Task brief: Without omitting anything, return the records precisely as given.

* begin Rows *

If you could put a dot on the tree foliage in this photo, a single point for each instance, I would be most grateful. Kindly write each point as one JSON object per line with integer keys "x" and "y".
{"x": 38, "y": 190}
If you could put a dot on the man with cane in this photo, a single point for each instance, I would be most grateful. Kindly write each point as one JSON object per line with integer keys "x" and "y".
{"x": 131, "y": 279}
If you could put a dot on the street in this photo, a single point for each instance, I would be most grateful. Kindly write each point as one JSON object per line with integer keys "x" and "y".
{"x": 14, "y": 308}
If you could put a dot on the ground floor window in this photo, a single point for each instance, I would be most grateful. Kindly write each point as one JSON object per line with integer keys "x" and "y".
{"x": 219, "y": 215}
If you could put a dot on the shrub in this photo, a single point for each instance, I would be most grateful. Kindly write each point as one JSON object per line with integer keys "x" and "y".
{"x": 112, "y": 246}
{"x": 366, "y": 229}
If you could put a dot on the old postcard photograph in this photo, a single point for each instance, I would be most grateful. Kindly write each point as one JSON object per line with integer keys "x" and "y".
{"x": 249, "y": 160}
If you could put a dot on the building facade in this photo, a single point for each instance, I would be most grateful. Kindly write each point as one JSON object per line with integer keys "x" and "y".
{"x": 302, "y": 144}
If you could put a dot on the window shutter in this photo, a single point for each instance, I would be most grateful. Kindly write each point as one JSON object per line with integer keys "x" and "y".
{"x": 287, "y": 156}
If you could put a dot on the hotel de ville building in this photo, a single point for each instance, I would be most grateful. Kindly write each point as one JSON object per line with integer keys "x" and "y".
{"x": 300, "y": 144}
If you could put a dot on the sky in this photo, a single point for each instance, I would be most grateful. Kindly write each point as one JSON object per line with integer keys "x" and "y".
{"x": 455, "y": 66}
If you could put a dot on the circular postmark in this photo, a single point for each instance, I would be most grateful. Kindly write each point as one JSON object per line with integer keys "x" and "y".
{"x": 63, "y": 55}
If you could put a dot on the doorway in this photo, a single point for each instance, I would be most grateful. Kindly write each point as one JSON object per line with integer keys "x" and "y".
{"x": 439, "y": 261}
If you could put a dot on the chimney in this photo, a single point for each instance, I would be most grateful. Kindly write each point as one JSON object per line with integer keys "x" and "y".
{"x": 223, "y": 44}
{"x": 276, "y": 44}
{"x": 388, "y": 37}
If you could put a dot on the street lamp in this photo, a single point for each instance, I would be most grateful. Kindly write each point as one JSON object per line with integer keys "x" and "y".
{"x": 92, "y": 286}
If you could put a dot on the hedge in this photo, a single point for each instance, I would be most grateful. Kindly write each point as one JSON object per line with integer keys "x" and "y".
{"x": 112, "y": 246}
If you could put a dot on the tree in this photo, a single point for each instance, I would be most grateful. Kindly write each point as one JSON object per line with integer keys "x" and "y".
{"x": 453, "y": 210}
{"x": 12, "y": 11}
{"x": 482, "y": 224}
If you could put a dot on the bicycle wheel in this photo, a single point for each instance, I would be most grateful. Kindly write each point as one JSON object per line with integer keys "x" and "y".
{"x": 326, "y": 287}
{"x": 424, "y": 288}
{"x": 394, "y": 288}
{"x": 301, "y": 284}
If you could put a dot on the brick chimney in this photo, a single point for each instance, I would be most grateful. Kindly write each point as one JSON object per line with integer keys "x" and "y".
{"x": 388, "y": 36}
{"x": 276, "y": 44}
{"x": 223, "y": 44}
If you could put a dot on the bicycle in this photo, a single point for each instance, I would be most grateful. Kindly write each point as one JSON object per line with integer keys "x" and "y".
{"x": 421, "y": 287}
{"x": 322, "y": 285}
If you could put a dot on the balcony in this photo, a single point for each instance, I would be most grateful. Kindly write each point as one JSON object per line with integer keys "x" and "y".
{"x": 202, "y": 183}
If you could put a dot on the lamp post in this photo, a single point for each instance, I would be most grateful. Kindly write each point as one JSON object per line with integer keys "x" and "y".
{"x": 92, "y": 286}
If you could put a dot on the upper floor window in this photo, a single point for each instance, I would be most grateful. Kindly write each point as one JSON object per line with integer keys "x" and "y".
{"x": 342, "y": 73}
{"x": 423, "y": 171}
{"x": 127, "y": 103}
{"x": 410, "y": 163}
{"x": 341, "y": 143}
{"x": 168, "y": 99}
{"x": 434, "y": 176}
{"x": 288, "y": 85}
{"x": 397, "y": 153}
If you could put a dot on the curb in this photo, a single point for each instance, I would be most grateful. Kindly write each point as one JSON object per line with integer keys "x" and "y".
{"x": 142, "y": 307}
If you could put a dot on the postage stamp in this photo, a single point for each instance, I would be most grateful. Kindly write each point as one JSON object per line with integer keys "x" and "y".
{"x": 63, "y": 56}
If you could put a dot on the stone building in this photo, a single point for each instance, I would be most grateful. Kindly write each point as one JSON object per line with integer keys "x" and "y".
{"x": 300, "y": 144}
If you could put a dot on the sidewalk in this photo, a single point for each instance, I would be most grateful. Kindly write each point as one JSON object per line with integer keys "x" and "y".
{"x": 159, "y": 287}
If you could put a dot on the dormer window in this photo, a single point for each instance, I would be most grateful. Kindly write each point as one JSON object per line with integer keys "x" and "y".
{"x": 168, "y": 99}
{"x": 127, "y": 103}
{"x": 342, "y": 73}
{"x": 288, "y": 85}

* end Rows *

Solved problem:
If you could put a dot on the tree foliage in this photo, a single point for each instance, I would be most grateful. Kindly write each point as one JSON object per line with integer keys "x" and "y".
{"x": 38, "y": 190}
If you could put a dot on the man with cane in this photo, a single point for each instance, I would be most grateful. Kindly write each point as one JSON object per line with integer keys "x" and "y".
{"x": 131, "y": 279}
If you could put a dot on the street in this photo, a single point for each instance, I would be most grateful. Kindly write each point as one JSON object per line with integer keys "x" and "y".
{"x": 14, "y": 308}
If you could put a dot on the ground floor window in this photo, a single point for each instance, I would be most grateful. Kindly write each point as one JSON object per line with integer keys "x" and "y".
{"x": 219, "y": 215}
If you could put a dot on the shrub in this photo, a single point for each instance, I would be most grateful. Kindly write each point as one JSON object per line with integer keys "x" and "y".
{"x": 112, "y": 246}
{"x": 366, "y": 229}
If you could put a dot on the old postcard photograph in this photo, a single point for each instance, I would be most grateful. Kindly write each point as one JSON object per line with integer keys "x" and "y".
{"x": 249, "y": 160}
If you could put a dot on the building facade in this photo, a single point for each instance, I would be most grateful. Kindly write each point as one JSON object per line with integer keys "x" and "y".
{"x": 302, "y": 144}
If you could put a dot on the window shutter in this photo, a single point for each instance, I would be most grateful. Kindly write each point as one JSON object per line with integer keys "x" and "y".
{"x": 287, "y": 156}
If you could put a dot on the hotel de ville building in this photo, a single point for each instance, I would be most grateful. Kindly write each point as one JSON object per line with integer keys "x" and "y".
{"x": 300, "y": 144}
If you could put a dot on the sky in this photo, a single point for each instance, I would be most grateful. Kindly write each point as one JSON object per line with integer keys "x" and "y".
{"x": 455, "y": 66}
If you could put a dot on the circular postmark in this photo, a single point for each instance, I would be most grateful. Kindly write each point as one JSON object per line with integer keys "x" and "y".
{"x": 63, "y": 55}
If you could put a dot on the doorway in this photo, a single point for each instance, I would be most grateful. Kindly write each point as one JSON object per line with integer keys "x" and "y".
{"x": 439, "y": 261}
If you could put a dot on the chimney in this photo, a single point for each instance, I would be most grateful. Kindly write each point as one JSON object per line with integer keys "x" and "y".
{"x": 223, "y": 44}
{"x": 276, "y": 44}
{"x": 388, "y": 37}
If you could put a dot on the street lamp in this photo, a single point for each instance, I would be most grateful. Kindly write each point as one JSON object per line with integer keys "x" and "y".
{"x": 92, "y": 286}
If you could put a dot on the hedge in this photo, a single point for each instance, I would be most grateful. Kindly write each point as one JSON object per line with integer keys "x" and "y".
{"x": 112, "y": 246}
If you could put a dot on the tree in this photo, a single point for each instance, I would be most grateful. Kindly write each point as one JSON object per line with integer keys "x" and "y".
{"x": 453, "y": 210}
{"x": 12, "y": 11}
{"x": 482, "y": 224}
If you could put a dot on the bicycle wheel in this photo, a single point for each instance, I would be most grateful. Kindly write each point as one JSON object per line with integer keys "x" and "y".
{"x": 326, "y": 287}
{"x": 424, "y": 288}
{"x": 394, "y": 288}
{"x": 301, "y": 284}
If you could put a dot on the brick chimney in this photo, a single point for each instance, I would be most grateful. Kindly write each point as one JSON object per line with integer keys "x" and "y".
{"x": 388, "y": 36}
{"x": 276, "y": 44}
{"x": 223, "y": 44}
If you could put a dot on the bicycle in this photo, a single point for each instance, I would be most grateful. Kindly write each point as one JSON object per line with integer keys "x" and "y".
{"x": 421, "y": 287}
{"x": 322, "y": 285}
If you could put a dot on the balcony in this photo, a single point for each instance, I would be most grateful. Kindly write each point as one JSON object per line with integer keys "x" and "y".
{"x": 202, "y": 183}
If you could put a dot on the lamp post in this photo, a single point for each instance, I would be most grateful. Kindly write each point as one JSON object per line with integer keys "x" and "y".
{"x": 92, "y": 286}
If you could put a dot on the upper floor window in this photo, a single point for each instance, I would be most grateful. Kindly write each point as one JSON object per line with integer keys "x" and "y".
{"x": 342, "y": 73}
{"x": 423, "y": 171}
{"x": 127, "y": 103}
{"x": 410, "y": 163}
{"x": 341, "y": 143}
{"x": 168, "y": 99}
{"x": 434, "y": 176}
{"x": 288, "y": 85}
{"x": 397, "y": 153}
If you could put a dot on the curb in this photo, a single point for each instance, I would be most grateful. Kindly write each point as one JSON object per line with integer keys "x" and "y".
{"x": 142, "y": 307}
If you could put a dot on the postage stamp in this photo, a single point for each instance, I would be most grateful. Kindly write each point as one JSON object per line with integer keys "x" and "y".
{"x": 63, "y": 56}
If you could put a dot on the stone building in this photo, a single point for each instance, I would be most grateful. Kindly write each point as one JSON object per line with integer keys "x" and "y".
{"x": 300, "y": 144}
If you could put a dot on the sidewalk in this photo, a single point for each instance, I would be most grateful. Kindly write each point as one JSON object per line with integer keys "x" and "y".
{"x": 159, "y": 287}
If you could put a dot on the dormer window in this photo, a single point for each instance, I would be most grateful. Kindly write each point as one JSON object per line with integer keys "x" and "y".
{"x": 168, "y": 99}
{"x": 127, "y": 103}
{"x": 342, "y": 73}
{"x": 288, "y": 85}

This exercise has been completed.